__PASSAGE SHOWN__
______________________________

Carbon diary of reluctant traveller – 77,000 air miles per year for work; 12,000 air miles for holidays …..

In a carbon diary looking at his annual carbon emissions, an American who works for a transport organisation, the ICCT, calculated just how much of the total came from flights. For his job, he travels a lot internationally. The number of  miles for work, to attend meetings to help set emission standards for planes and ships through ICAO, came to 77,000 miles – on 30 flights over 9 work trips, releasing an additional 11 tons of CO2. Other journeys during his year accounted for 11,000 miles from regular commuting trips to the office by train, and another 12,000 miles flown on two family holidays.  Due to a Californian lifestyle, in a warm climate, transport makes up a higher proportion of his annual carbon footprint than for someone living in a cold climate, needing heating (or a hot one, wanting air conditioning). But on the amount from flying, he reflects that this can be seen as a systemic problem, not just an individual one. And as such this means we need governments to develop policies internationally and domestically to impose a price on carbon to curb aviation emissions.  “All this, and more, will be needed given that aviation CO2 emissions are on track to triple by mid-century.” Another blog stresses the need to reduce the demand for flights.


Carbon diary of reluctant traveler


By Dan Rutherford  (ICCT – International Council on Clean Transportation)


As we enter the new year many of us are in the habit of making New Year’s resolutions. Personally, I take the time to balance my family’s books, mostly financially but from time to time environmentally as well.

So, last week I did a rough calculation of my personal carbon footprint for 2014 using data from our local utility, my own record of travel activity, and emission factors for local transit from the transportation LCA database developed by Mikhail Chester, Arpad Horvath, and their colleagues, as well as the ICCT’s aircraft performance model.

Doing so helped me put several recent articles on the environmental cost of air travel into perspective.  [See one copied below]. 

First observation: my carbon budget reaffirms that I’m in the right line of work. Transportation – especially the 11,000 miles I commuted to the office by train and the 12,000 miles I flew last year for our two family vacations – accounted for almost 80% of my personal carbon footprint in 2014.

In contrast, my residential energy use was modest, thanks to a mix of personal choice (some investments in energy efficiency and sharing a small home with my family) and luck (being located in Northern California, with its temperate climate and a relatively clean electricity mix). Automobile emissions were low because I only drive on the weekends, and even then in a fuel-efficient car.

In total, my direct energy consumption led to about 3.7 metric tons of carbon dioxide (CO2) being emitted last year, which doesn’t look too bad considering the global average of about 5 metric tons per person, not to mention the 16.5 tons put out by the typical American.

One caveat: my calculation doesn’t take into account carbon emissions due to embodied energy use linked to the production of food and manufactured goods, my share of the built environment, etc., complicating a direct comparison.

______________________________

__DATA EXCERPT__
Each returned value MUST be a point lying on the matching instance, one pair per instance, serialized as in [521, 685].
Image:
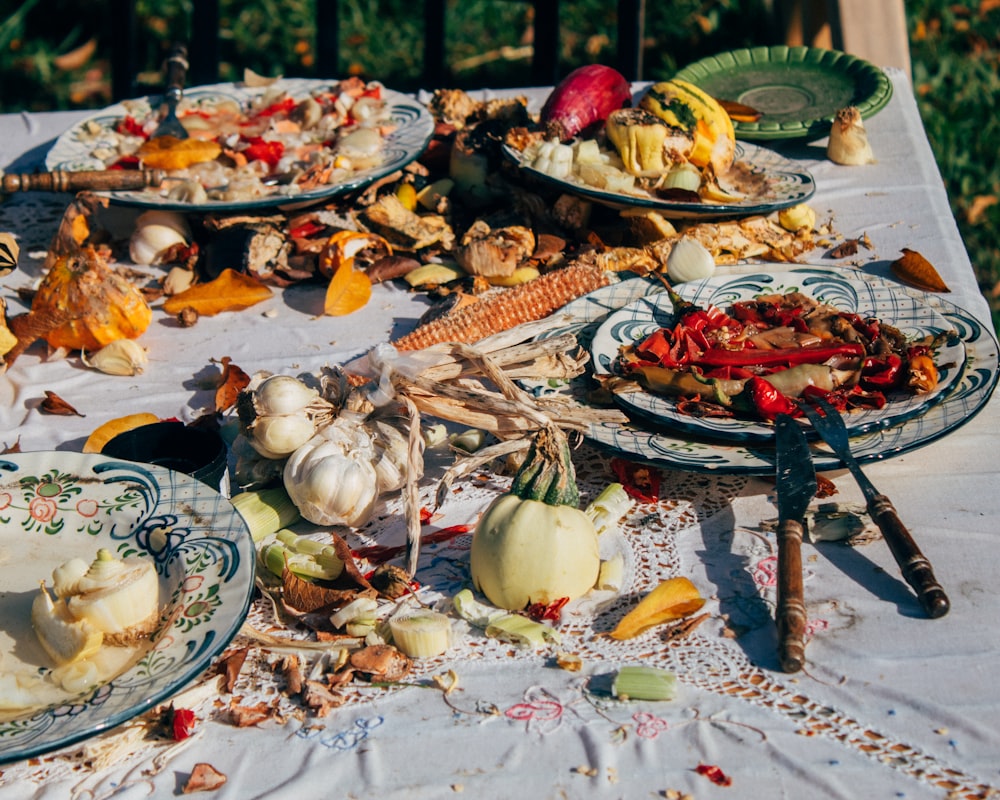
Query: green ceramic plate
[798, 89]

______________________________

__WORK REQUIRED__
Reproduce the carbon diary text starting at the words "Carbon diary of reluctant traveler" and stopping after "environmentally as well.". Rely only on the carbon diary text, not on the material.

__ANSWER TO THE PROBLEM__
Carbon diary of reluctant traveler


By Dan Rutherford  (ICCT – International Council on Clean Transportation)


As we enter the new year many of us are in the habit of making New Year’s resolutions. Personally, I take the time to balance my family’s books, mostly financially but from time to time environmentally as well.